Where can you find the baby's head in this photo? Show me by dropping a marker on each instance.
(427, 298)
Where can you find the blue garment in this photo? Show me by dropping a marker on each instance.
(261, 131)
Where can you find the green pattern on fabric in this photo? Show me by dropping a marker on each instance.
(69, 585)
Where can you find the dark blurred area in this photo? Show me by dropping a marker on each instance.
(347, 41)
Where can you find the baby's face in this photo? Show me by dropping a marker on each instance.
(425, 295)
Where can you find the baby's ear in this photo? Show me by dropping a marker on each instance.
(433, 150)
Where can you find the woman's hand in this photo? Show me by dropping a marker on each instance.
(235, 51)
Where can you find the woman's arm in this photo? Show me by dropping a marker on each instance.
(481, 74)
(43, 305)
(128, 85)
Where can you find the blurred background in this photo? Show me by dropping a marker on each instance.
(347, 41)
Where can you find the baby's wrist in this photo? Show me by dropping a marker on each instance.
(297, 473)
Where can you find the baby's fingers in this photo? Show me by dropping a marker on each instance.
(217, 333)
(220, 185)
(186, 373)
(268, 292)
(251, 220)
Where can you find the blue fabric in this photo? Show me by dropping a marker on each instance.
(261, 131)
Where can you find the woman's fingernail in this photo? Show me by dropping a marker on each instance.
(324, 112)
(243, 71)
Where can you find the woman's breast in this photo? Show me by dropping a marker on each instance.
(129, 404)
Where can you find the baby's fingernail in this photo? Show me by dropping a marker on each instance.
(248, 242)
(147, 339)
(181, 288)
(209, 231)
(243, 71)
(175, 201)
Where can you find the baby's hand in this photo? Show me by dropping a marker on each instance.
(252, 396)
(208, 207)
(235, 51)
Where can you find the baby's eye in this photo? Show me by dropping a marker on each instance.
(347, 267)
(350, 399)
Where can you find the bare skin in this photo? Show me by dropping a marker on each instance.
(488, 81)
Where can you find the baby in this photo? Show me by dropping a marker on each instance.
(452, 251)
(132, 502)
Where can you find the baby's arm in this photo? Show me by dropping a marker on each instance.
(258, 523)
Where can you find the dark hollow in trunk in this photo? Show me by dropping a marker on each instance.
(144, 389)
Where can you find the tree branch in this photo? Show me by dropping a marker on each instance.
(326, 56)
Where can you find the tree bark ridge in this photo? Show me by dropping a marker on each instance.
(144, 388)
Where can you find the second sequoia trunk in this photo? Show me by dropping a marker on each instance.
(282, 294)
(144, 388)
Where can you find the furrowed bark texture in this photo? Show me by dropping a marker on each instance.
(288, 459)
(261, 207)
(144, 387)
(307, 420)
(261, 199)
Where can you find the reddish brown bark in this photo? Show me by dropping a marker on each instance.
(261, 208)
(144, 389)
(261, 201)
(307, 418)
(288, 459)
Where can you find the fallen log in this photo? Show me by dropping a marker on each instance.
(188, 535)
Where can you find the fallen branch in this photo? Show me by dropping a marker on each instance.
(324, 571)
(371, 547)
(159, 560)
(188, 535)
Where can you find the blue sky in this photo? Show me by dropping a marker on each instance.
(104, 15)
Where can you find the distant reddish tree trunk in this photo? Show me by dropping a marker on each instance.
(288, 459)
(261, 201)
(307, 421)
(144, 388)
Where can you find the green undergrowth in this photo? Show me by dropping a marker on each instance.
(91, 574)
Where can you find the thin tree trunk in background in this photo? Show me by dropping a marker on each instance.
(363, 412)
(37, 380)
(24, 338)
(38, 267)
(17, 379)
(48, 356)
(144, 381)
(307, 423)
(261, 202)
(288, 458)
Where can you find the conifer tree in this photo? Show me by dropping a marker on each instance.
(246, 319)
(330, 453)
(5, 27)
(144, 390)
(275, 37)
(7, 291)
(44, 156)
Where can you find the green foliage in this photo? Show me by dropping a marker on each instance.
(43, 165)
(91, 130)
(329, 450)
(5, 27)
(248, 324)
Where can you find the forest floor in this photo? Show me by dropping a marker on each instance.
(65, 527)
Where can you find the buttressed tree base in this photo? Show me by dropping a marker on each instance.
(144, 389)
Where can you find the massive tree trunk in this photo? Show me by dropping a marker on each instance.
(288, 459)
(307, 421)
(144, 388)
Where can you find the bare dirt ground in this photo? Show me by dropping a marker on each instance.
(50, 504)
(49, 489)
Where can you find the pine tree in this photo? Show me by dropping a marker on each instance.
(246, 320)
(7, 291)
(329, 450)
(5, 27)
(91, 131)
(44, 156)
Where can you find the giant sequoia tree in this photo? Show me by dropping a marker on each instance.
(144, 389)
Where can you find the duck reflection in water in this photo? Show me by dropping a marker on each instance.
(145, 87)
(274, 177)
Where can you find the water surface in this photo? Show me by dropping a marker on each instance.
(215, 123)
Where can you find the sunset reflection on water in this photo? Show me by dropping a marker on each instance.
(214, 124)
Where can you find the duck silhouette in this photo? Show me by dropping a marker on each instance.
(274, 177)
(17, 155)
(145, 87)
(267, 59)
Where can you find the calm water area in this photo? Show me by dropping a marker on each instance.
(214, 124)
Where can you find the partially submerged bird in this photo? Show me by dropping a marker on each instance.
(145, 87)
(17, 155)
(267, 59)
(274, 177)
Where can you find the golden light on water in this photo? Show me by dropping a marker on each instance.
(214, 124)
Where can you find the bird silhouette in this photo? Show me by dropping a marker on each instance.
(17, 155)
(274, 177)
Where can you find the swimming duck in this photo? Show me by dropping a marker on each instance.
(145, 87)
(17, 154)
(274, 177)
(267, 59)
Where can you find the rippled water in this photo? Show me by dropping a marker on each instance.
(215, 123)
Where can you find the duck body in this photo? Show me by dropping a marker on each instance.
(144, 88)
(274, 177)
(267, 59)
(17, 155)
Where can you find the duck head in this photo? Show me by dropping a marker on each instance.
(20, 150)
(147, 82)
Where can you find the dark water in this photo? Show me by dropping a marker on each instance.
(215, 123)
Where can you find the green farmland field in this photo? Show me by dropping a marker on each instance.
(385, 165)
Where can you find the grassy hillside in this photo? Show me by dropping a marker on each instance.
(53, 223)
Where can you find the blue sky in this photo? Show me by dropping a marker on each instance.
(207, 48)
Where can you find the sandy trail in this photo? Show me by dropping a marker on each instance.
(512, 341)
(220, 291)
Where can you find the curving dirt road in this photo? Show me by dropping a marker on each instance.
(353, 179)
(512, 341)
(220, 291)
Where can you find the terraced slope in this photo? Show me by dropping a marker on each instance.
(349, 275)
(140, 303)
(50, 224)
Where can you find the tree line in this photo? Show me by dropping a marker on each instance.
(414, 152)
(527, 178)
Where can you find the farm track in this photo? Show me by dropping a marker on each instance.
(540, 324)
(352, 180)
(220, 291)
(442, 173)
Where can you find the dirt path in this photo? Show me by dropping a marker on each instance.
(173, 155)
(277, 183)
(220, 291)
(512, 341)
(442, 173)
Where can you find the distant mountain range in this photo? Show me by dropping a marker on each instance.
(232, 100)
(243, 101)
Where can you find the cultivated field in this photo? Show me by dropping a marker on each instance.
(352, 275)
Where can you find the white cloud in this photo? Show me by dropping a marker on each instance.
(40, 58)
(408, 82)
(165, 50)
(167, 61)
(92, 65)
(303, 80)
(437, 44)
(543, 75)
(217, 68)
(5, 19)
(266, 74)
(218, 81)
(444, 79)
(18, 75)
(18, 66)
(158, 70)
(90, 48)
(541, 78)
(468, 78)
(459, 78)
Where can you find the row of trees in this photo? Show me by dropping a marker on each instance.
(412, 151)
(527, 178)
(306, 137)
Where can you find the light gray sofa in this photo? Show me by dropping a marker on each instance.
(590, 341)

**STATED TASK**
Exact output of every entry is required.

**TASK SOLUTION**
Where can you find the baby's head in this photo? Show me by dropping a marker on each instance.
(427, 298)
Where can you find the blue garment in this photo? Show me by dropping a marker on each instance.
(261, 131)
Where can you find the green pattern on fabric in this photo? Show me by dropping a marker on each instance.
(69, 585)
Where can you find the dark blurred area in this photo? Show me by dropping a marker on each instance.
(347, 41)
Where can you find the baby's face in this photo? Show me by dropping a marker on each instance.
(425, 295)
Where can you find the baby's ear in this photo? Show me by dropping a marker on each instance.
(433, 150)
Where can you find the woman's hand in this photo? Show me by dropping a marker on each instance.
(235, 51)
Where can you find the woman's arm in this photo? Show me by dropping a marker on each instance.
(481, 74)
(43, 305)
(128, 85)
Where can you find the blurred background in this photo? Show me by dropping a marker on each instance.
(347, 41)
Where can you find the baby's wrist in this photo? Show me by dropping a marker on each instance.
(297, 473)
Where can you find the baby's fingers in this photo? Show me by dropping a marker on each instance.
(217, 333)
(220, 185)
(186, 373)
(268, 292)
(251, 220)
Where can you find the blue fabric in this photo? Show me by dropping a marker on each instance.
(261, 131)
Where can you find the woman's fingernail in this photo? Show me by dropping a marker on each instance.
(324, 112)
(243, 71)
Where can you find the woman's breast in this photo? Show me by dropping a marker on each instance.
(129, 404)
Where can you find the baby's fingernail in this photo? Show me by dropping a marker on each instance.
(248, 242)
(147, 339)
(181, 288)
(209, 231)
(243, 71)
(175, 201)
Where can you find the baby's hand in this photo? Show me by dropping a marker on each instance.
(252, 396)
(208, 207)
(235, 51)
Where can you find the baby's eye in this photo? Show me by dropping a marker on each instance.
(347, 267)
(350, 399)
Where can you find the bare skin in this photo? Show me by dropping a marker on each instance.
(488, 81)
Where can you find the baby in this photo? Show me by dropping a marker on each instance.
(452, 251)
(132, 502)
Where can you find the baby's arm in this photo? Show me by dropping a marker on each instance.
(258, 523)
Where can you find the dark hollow in trunk in this photo? Show me by dropping a marker on each instance.
(144, 389)
Where can you find the tree branch in this photo? Show me by dropping a marker on each instance.
(326, 56)
Where can you find the tree bark ridge in this photo? Show me by dropping a marker on each instance.
(144, 388)
Where can you find the second sequoia trunk in this photo? Show me by dropping a marker on each instance.
(282, 294)
(144, 388)
Where can you find the furrowed bark texture in this photo? Show me by dropping a marker on each instance.
(288, 459)
(261, 207)
(144, 387)
(307, 420)
(261, 199)
Where can you find the reddish brown bark in this photo? Show me by dropping a marker on each instance.
(261, 208)
(144, 389)
(261, 201)
(307, 418)
(288, 459)
Where can you find the fallen log in this photo? Show me by dropping a marker on each instance.
(188, 535)
Where can you find the fallen branch in this photo? Show me by dropping a marker on each instance.
(324, 571)
(371, 547)
(159, 560)
(188, 535)
Where can you find the blue sky in this photo? Show me by dropping a marker on each instance.
(104, 15)
Where can you find the distant reddish tree trunk in this photo? Show me by dropping a marker on each instance.
(288, 459)
(261, 201)
(307, 421)
(144, 388)
Where can you find the green undergrowth in this photo? Show me by dropping a marker on each instance.
(91, 574)
Where can you find the thin tree trunk in background in this photo? Show me by dropping a marker on each instance.
(363, 412)
(37, 380)
(24, 338)
(38, 267)
(17, 379)
(48, 356)
(144, 381)
(307, 423)
(261, 202)
(288, 458)
Where can you find the conifer tree in this photo? Show me by dropping a marker on each instance.
(246, 319)
(330, 453)
(5, 27)
(144, 390)
(275, 37)
(7, 291)
(44, 156)
Where can you find the green foliage in this photo? Show me by dropping a marker on each instance.
(43, 165)
(91, 130)
(329, 450)
(5, 27)
(248, 324)
Where can you find the forest floor in this photo? Show me by dropping a marker on each instance.
(65, 527)
Where can you find the buttressed tree base in this photo? Show me by dropping a marker on each instance.
(144, 389)
Where can you find the massive tree trunk in this photo? Show me by dropping a marker on each instance.
(288, 459)
(307, 421)
(144, 388)
Where can you find the bare dirt ground in this photo? Show me by dropping a marker on each instance.
(50, 504)
(49, 489)
Where can you find the pine tree in this photo? Show me by dropping a marker on each instance.
(246, 320)
(7, 291)
(329, 450)
(5, 27)
(91, 131)
(44, 156)
Where can you find the giant sequoia tree in this photo? Show me by dropping a marker on each instance.
(144, 389)
Where can you find the duck reflection in water in this photo? Show me by dropping a marker on each instance.
(145, 87)
(274, 177)
Where can you find the water surface in this photo? Show me by dropping a marker on each instance.
(215, 123)
Where can you find the sunset reflection on water in this photo? Show me by dropping a marker on each instance.
(214, 124)
Where can you find the duck silhouette in this photo? Show me by dropping a marker on each instance.
(274, 177)
(17, 155)
(145, 87)
(267, 59)
Where can you find the calm water area in this photo? Show me by dropping a marker on each instance.
(214, 124)
Where can you find the partially submerged bird in this photo? Show me by dropping a marker on each instance.
(145, 87)
(17, 155)
(267, 59)
(274, 177)
Where can you find the golden light on water in this photo? Show me by dropping a marker on each instance.
(214, 124)
Where can you find the bird silhouette in this photo? Show me by dropping a marker on each instance.
(17, 155)
(274, 177)
Where can you find the swimming duck in this photo? Show me by dropping a marker on each instance.
(145, 87)
(17, 154)
(274, 177)
(267, 59)
Where can you find the rippled water in this photo? Show me by dropping a marker on each instance.
(215, 123)
Where can you find the duck body in this photo? Show me by dropping a marker on each instance.
(144, 88)
(274, 177)
(267, 59)
(17, 155)
Where can you find the duck head in this photo? Show me by dropping a marker on each instance.
(20, 150)
(147, 82)
Where can you find the dark water in this photo? Show me by dropping a marker on each instance.
(215, 123)
Where can you find the green farmland field in this photo? Show me by dropping a marker on each instance.
(385, 165)
Where can you find the grassy hillside in this photo? Show me by dropping a marker on each instance.
(53, 223)
Where can you find the blue sky in this photo? Show me by dropping a marker on each instance.
(207, 48)
Where can you find the sandy trail in this photo? Show me by dropping a marker on each instance.
(512, 341)
(220, 291)
Where can you find the curving dirt road in this photo? Show me by dropping a marker on each instance.
(353, 179)
(512, 341)
(220, 291)
Where can you find the terraced slope in this photo? Show me by dropping a marker on each instance.
(349, 275)
(140, 303)
(50, 224)
Where can you find the tree line in this photo? Show me by dropping a marker on each instance.
(414, 152)
(527, 178)
Where can you find the farm track in this photo? Show me by dropping a marker on each instance.
(540, 324)
(352, 180)
(220, 291)
(442, 173)
Where can you find the dirt path in this photo? Show me by dropping a marker on each instance.
(173, 155)
(277, 183)
(220, 291)
(512, 341)
(442, 173)
Where can you find the distant mountain range in this photo? Show me by dropping a marker on each instance.
(232, 100)
(243, 101)
Where can you find the cultivated field in this photo? Show me by dropping a marker on each instance.
(352, 275)
Where can you find the white cloud in this photo? Show me by dropping a marker on each instance.
(40, 58)
(408, 82)
(165, 50)
(167, 61)
(92, 65)
(303, 80)
(437, 44)
(543, 75)
(217, 68)
(5, 19)
(266, 74)
(218, 81)
(444, 79)
(18, 75)
(18, 66)
(158, 70)
(90, 48)
(541, 78)
(468, 78)
(459, 78)
Where can you find the row of trees in this photo? Show me by dropping a marker on each instance.
(412, 151)
(527, 178)
(306, 137)
Where can you find the light gray sofa in this photo? Show me by dropping a marker on each instance.
(590, 341)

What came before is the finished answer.